-- Begin Document extract --

Canco, which carried on a video production business in Canada made payments to USco for the use of a TV show concept (the "Format"), which it acquired in order to produce a Canadian version of a television program (the "Program"), originally created and produced in a country other than Canada. The payments made by Canco were calculated based on a percentage of the production costs of the Program. In finding that such payments came within the preamble (and before going on to find that they were exempted under s. 212(1)(d)(vi)), CRA stated:

The term "royalty" generally is used to denote a periodic payment based on use, production or sales [citing Angoss]. Thus ... a payment based on the production costs of a television program would so qualify.

Locations of other summaries Wordcount
Tax Topics - Income Tax Act - Section 212 - Subsection 212(1) - Paragraph 212(1)(d) - Subparagraph 212(1)(d)(i) payments based on TV production costs came within s. 212(1)(d)(i) 180
Tax Topics - Income Tax Act - Section 212 - Subsection 212(1) - Paragraph 212(1)(d) - Subparagraph 212(1)(d)(vi) copyright exception applicable to use of TV format in producing a Canadianized TV production 106

4 December 2012 Internal T.I. 2011-0431871I7 - Part XIII and Procurement Fees

procurement licence fees

A Canco entered into a franchise agreement with a USCo under which Canco had the exclusive right in Canada to use USCo's trade-marks, brands, know-how and other information. Consideration to USCo includes a fixed monthly fee, a percentage of gross receipts, and a "Procurement License Fee" ("PLF"). The PLF is for Canco's right to purchase inventory and equipment directly from suppliers rather than through USCo at a markup, and is based on the value of products and equipment purchased. Rejecting the taxpayer's contention that the PLF is consideration for a set of "procurement rights" distinct from the other franchise rights, CRA stated:

[I]t can be argued the PLF is a substitute for the obligation to purchase products and equipment from USCo that would otherwise have been given as consideration for the grant of the Franchise Rights. In our view, this links the PLF to the grant of the Franchise Rights. In addition, we are of the view that the Franchise Rights would not have been granted to Canco unless Canco agreed to deal with USCo with respect to the procurement of products and equipment or, alternatively, provide additional compensation to USCo if Canco wished to control the procurement function directly.

-- End Document extract --
-- Begin Exercise inputs --

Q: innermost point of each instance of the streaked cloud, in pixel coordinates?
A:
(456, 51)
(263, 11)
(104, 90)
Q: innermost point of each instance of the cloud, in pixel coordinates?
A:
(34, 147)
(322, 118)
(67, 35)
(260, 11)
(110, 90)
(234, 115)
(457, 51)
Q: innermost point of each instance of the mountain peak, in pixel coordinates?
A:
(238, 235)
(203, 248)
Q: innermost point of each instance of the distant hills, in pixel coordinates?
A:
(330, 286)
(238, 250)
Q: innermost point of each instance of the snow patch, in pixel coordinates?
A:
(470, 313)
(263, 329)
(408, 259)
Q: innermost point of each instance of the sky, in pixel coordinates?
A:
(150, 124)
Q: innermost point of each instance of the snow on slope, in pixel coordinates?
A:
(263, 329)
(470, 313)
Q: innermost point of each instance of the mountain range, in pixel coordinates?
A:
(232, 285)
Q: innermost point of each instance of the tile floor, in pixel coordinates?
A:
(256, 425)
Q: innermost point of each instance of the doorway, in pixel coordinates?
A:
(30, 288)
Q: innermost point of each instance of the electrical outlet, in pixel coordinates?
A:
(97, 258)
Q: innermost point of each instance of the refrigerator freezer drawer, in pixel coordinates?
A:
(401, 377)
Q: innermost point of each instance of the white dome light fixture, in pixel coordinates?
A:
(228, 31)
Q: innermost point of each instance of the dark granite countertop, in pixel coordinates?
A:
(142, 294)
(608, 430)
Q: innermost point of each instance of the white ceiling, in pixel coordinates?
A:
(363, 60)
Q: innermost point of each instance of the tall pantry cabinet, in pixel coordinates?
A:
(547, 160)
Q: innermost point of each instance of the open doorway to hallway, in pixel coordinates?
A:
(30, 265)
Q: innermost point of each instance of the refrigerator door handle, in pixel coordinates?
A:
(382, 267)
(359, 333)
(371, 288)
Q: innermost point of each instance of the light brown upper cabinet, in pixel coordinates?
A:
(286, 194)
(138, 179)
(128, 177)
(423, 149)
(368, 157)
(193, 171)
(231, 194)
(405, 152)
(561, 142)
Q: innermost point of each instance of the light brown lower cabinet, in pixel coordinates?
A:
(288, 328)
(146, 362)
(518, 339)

-- End Exercise inputs --

(Tasks to perform)
(A) Reproduce the listing exactly, starting at the line that contains "Q: innermost point of each instance of the light brown upper" and running through the final line of the listing, with both ends included.
(B) Continue the text on CRA's treatment of royalty and franchise payments to USCo, beginning after its final sentence.

(Outputs)
(A)
Q: innermost point of each instance of the light brown upper cabinet, in pixel coordinates?
A:
(286, 194)
(138, 179)
(128, 177)
(423, 149)
(368, 157)
(193, 171)
(231, 194)
(405, 152)
(561, 142)
Q: innermost point of each instance of the light brown lower cabinet, in pixel coordinates?
A:
(288, 328)
(146, 362)
(518, 339)

(B)
Regardless of whether or not the PLF is separate consideration, it is not a rent, royalty or similar payment. The PLF is based on the amount of product and equipment purchased rather than the amount of product and equipment sold. CRA stated:

There was no element of contingency in the payments in question and an element of contingency is the essence of a royalty payment.

Even though the PLF is not a royalty, portions of it may be subject to withholding taxes to the extent that they fall within any of subparagraphs (i)-(v) of s. 212(1)(d). The field auditor should apportion the PLF to the various franchise rights (based on "a valuation of the various rights") and determine whether each portion should be subject to Part XIII tax.

CRA indicated that some portions of the PLF probably fell under ss. 212(1)(d)(i), (ii), and (iv), based principally on the finding that the PLF is not separate consideration from the franchise fees and some portions of the franchise fees are caught by those subparagraphs. For example, the part of the PLF allocable to the parts of the Agreement dealing with "information," "know-how," "program" and "system" will be subject to withholding under s. 212(1)(d)(i).

24 May 2011 External T.I. 2007-0246981E5 - Subsection 212(1)

In consideration for the "Non-Resident's" grants of the right to manufacture and sell a trademarked product to the "Resident," who manufactures the product in Canada and sells the product wholesale to customers throughout the world, the Resident agrees to pay the Non-Resident the greater of a percentage of amounts invoiced to customers from sales of the product and a pre-determined fixed minimum amount. In concuding that this consideration was a royalty on general principles, so that it ws not necessary to refernce s. 212(1)(d)(i), CRA stated:

The payments in question are clearly in consideration for obtaining the rights to manufacture and sell the product and are based on a share of the profits that the Resident will realize from using such rights. Although the arrangement specifies that there is a minimum amount payable to the Non-Resident regardless of the level of sales of product by the Resident, it is our view that the payment will possess the requisite element of contingency since the amount payable by the Resident will not be ascertainable until the end of the period in which the level of the Resident's sales of the product are calculated. …[I]t is not uncommon for amounts referred to as royalties to provide for a minimum payment obligation. [See]: Shaw v. Shaw, 2006 CanLII 13776 (ONSC), Erck Eckrohrkessel GmbH v. CET Energy Systems Inc. 1995 CanLII 1592 (BCCA), 1994 CanLII 3000 (BCSC), and Mechanical Pin Resetter Co. Ltd. v. Canadian Acme Screw & Gear, Ltd. [1971] S.C.R. 628.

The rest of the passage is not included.